··· RECORDS SUPPLIED

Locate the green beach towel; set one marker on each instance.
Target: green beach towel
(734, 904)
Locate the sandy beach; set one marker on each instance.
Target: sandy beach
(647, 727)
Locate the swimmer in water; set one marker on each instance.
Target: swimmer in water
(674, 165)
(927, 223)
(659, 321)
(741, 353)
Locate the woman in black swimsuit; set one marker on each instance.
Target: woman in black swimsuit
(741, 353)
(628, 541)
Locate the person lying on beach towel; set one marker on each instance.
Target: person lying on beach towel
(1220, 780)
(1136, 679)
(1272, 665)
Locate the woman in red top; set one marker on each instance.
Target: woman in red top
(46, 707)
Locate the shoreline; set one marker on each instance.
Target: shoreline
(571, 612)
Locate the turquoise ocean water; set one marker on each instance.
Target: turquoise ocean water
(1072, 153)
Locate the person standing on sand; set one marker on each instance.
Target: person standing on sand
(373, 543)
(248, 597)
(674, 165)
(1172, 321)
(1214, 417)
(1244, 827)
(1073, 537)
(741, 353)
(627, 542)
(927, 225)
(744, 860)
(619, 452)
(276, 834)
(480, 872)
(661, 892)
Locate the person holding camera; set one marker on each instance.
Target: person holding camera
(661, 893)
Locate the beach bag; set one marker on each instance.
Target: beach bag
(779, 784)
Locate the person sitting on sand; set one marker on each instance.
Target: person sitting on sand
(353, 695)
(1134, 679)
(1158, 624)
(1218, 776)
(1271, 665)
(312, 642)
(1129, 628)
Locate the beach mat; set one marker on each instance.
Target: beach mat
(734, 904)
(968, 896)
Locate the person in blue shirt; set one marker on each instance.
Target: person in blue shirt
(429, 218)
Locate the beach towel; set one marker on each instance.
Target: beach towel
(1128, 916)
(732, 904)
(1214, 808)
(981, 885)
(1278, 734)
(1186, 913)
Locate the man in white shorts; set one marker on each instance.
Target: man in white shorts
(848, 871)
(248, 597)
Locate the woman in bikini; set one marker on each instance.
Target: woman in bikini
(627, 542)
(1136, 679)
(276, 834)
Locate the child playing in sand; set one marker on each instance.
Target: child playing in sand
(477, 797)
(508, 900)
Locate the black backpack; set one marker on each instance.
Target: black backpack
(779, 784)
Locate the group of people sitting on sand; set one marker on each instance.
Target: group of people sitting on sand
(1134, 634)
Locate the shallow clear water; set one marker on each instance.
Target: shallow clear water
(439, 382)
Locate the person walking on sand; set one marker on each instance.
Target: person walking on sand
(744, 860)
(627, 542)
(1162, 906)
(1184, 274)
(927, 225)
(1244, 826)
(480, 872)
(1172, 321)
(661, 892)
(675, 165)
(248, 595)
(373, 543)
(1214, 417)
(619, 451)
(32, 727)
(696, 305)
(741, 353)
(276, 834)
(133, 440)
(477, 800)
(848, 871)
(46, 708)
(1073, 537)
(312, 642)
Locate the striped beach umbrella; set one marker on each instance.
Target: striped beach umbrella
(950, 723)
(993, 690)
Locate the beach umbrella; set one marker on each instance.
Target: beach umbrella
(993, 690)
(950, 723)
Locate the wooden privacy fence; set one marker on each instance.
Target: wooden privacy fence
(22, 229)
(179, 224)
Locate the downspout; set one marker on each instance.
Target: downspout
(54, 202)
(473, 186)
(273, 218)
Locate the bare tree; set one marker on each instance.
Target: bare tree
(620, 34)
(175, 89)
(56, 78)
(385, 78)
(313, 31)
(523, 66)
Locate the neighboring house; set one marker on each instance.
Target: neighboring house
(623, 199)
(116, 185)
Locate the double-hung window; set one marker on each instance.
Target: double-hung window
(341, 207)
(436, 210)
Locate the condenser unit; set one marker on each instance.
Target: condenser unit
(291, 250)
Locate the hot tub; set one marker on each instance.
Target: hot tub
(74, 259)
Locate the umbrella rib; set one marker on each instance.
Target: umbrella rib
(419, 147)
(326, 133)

······

_EXERCISE DETAILS_
Copy each line exactly, beginning at the one with "Locate the hot" and stopping after the last line of the entries. Include nothing else.

_SOLUTION TO THE PROBLEM_
Locate the hot tub; set one marker on each instance.
Target: hot tub
(74, 259)
Locate the umbrella rib; set one marker on each instance.
Target: umbrella rib
(419, 147)
(326, 133)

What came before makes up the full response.